Texte fourni –
M. le président.
Le gouvernement dont vous avez la charge a déposé vendredi 28 Novembre 2014 le
projet de loi no 962/Ppjl portant répression des actes de terrorisme, à la
Chambre basse du parlement et défendu par le ministre de la Justice, garde des
Sceaux, Mr Laurent Esso, lundi 1er décembre devant la Commission des lois
constitutionnelles. Ce projet de loi comme nous pouvons bien l’imaginer vient
encadrer la situation exceptionnelle que vit notre pays suite aux attaques répétitives
de la secte Boko haram. Mais alors force est de constater qu’il laisse
entrevoir une ambiguïté profonde à l’analyse des différents articles qui le
constituent. D’avantage il remet au goût du jour la peine de mort, pratique
hautement répréhensible par la communauté internationale avec pour chef de file
les Nations unies.
M. le président,
lors de l’avènement du multipartisme dont vous êtes le grand artisan, vous
invitiez solennellement les camerounais à quitter la pénombre du maquis pour
occuper l’espace public afin d’exprimer l’un des droits inaliénables en matière
de démocratie qui est la liberté d’expression. Et vos efforts (discutables
certes), depuis lors, pour la démocratisation de notre pays ont été louables.
Mais à la lecture de ce projet de loi, on est en droit de se demander si votre
gouvernement ne souhaite pas amorcer un retour aux années despotiques de votre
prédécesseur. En effet, traitant de l’acte de terrorisme, l’article 2 stipule
que sera passible de la peine de mort toute personne menant une activité
susceptible d’occasionner des dommages physiques, matériels, aux ressources
naturels, a l’environnement, etc. Cet article complété par l’article 8 évoque,
que sera condamne d’une peine de quinze à vingt ans et d’une amende de
vingt-cinq millions à cinquante millions toute personne faisant l’apologie d’acte
de terrorisme.
Cela
voudrait dire implicitement Monsieur le président, que tout camerounais, c’est-à-dire
votre compatriote, qui choisit de manifester son mécontentement ou même de
faire l’une des multiples marches de soutien qui vous sont généralement destinées,
et qui dans son parcours écrase malencontreusement une plante (dommage à l’environnement)

Entrées brutes –
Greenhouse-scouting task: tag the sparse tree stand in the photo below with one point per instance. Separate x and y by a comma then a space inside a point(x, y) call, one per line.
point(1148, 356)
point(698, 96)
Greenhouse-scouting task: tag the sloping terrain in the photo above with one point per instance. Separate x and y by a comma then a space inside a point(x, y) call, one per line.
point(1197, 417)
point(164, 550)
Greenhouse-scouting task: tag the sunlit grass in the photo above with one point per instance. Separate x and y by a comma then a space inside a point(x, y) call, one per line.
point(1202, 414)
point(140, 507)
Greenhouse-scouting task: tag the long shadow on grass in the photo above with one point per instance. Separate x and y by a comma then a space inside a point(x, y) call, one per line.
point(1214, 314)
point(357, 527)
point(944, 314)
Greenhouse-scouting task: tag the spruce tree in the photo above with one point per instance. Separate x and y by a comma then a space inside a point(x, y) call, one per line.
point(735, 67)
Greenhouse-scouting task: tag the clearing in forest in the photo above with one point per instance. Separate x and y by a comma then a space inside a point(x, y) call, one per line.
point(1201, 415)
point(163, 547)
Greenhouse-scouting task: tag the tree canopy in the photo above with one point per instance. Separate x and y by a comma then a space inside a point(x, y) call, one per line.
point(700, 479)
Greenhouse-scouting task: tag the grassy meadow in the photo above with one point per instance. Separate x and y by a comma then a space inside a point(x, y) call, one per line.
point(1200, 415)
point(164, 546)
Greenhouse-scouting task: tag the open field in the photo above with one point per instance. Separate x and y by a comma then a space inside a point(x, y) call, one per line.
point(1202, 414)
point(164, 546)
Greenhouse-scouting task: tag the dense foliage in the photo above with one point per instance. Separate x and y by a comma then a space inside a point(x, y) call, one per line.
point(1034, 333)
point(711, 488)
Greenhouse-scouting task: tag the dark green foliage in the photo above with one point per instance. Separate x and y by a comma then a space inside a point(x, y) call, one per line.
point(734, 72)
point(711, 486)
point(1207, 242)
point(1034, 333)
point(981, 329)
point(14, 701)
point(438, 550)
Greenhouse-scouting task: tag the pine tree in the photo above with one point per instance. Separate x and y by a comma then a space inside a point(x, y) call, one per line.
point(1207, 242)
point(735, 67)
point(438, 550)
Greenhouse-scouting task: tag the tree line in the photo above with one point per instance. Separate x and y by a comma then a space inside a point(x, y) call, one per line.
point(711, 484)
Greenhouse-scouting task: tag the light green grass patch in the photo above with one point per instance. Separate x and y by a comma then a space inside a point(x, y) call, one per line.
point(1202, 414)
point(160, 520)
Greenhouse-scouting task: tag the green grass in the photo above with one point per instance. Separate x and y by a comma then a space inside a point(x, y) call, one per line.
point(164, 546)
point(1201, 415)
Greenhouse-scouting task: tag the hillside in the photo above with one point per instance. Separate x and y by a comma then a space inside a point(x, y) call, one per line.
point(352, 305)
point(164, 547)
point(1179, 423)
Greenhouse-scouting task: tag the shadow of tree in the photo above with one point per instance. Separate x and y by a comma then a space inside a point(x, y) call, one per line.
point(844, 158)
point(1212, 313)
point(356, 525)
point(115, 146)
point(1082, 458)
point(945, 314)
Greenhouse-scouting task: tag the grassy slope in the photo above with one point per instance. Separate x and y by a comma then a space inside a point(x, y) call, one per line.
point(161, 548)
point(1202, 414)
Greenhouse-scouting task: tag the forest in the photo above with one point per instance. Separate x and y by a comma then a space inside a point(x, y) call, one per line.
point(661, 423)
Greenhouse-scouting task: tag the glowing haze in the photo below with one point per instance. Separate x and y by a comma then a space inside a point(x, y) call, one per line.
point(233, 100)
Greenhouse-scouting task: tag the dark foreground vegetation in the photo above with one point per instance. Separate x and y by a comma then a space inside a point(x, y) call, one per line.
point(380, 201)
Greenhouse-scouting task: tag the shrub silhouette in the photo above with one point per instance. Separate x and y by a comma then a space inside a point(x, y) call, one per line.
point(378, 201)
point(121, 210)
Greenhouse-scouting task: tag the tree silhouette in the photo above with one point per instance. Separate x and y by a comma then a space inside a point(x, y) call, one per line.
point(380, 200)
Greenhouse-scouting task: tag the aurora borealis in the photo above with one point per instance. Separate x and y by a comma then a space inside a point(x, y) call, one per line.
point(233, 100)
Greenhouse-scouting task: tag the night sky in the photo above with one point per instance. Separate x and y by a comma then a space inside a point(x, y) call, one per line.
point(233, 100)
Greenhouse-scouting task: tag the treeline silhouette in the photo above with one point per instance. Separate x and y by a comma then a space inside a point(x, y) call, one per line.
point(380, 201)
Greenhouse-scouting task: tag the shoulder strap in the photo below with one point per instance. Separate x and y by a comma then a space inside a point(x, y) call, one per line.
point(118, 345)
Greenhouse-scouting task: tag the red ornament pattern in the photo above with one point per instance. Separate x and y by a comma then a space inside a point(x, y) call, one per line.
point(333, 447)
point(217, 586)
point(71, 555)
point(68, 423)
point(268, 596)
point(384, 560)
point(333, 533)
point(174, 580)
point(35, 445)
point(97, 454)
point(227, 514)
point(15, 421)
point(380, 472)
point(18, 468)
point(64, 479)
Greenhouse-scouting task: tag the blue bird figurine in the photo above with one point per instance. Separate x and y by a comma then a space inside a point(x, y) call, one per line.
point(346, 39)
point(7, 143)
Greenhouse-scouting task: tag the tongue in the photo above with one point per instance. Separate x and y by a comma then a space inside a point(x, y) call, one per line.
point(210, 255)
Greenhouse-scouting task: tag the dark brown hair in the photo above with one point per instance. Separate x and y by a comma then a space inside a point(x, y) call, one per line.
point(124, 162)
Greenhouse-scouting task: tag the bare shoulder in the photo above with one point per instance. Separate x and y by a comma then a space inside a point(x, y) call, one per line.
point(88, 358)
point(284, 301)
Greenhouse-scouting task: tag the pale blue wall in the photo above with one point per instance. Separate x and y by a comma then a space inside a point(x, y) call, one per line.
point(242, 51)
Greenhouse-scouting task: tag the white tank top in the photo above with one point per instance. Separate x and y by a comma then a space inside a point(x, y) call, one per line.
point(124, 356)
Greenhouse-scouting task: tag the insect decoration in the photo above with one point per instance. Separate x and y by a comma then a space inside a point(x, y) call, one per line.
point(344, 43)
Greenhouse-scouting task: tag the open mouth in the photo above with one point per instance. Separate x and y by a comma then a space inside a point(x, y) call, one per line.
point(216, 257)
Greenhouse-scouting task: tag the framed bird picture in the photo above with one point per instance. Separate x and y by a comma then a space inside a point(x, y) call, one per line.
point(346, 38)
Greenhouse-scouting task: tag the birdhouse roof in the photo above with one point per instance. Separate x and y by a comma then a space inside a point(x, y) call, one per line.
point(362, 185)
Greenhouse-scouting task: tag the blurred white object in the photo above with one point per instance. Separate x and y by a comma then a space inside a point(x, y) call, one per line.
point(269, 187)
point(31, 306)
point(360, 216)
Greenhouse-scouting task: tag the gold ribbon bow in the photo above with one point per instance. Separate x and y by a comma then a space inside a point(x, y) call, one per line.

Consignes –
1. Dans le texte sur le projet de loi contre le terrorisme, relevez les types de dommages que l'article 2 cite avant « etc. ».
2. Poursuivez le texte sur le projet de loi contre le terrorisme à partir de l'endroit où il s'interrompt.

Résultats de l'exercice –
1.
- physiques
- matériels
- aux ressources naturels
- à l'environnement

2.
sur son passage, est susceptible d’être condamné à mort. Et l’instigateur de
cette marche de défiance ou de soutien, passible de vingt années de réclusion
criminelle.
M. le président,
il me revient de constater que cette disposition s’inscrit dans la foulée de la
cacophonie juridique visant à encadrer toute manifestation et dont le but
ultime serait de réduire au silence toute personne qui choisit d’élever la voix
chez nous. Rappelez-vous que nous sommes passés du régime de la déclaration des
manifestations, à l’autorisation. Désormais nous nous gargarisons d’aborder non
moins fièrement la pénalisation; et de quelle façon !!! Je me rends compte que
votre harem politique, suite aux évènements du Burkina Faso, sentant votre régime
rentré très lentement mais très sereinement dans la phase critique d’agonie, se
prend à s’imaginer un savant mélange des pratiques aussi hitlériennes comme
machiavéliques dans l’optique de contrer toutes velléités de défiance pour soit
vous faire représenter en 2018 (ce que je vous déconseille vivement), soit de
faire passer un dauphin qui ne se pliera pas au jeu démocratique de notre pays.
M. le président,
dois-je vous rappeler que cette loi n’est que la copie conforme de ce qui se
fait de mieux présentement au pays des pyramides (Egypte) où les sympathisants
des frères musulmans (Parti politique) sont conduits à la potence, suite à des
parodies de procès, pour la simple raison qu’ils ont manifesté leur soutien à
cette organisation politique, qui est la conséquence de leur défiance au
pouvoir en place. Pas plus tard que le 2 décembre 2014, 150 égyptiens se sont
vus être assignés la peine de mort. Est-ce que l’exemple navrant égyptien doit
dorénavant faire jurisprudence au Cameroun?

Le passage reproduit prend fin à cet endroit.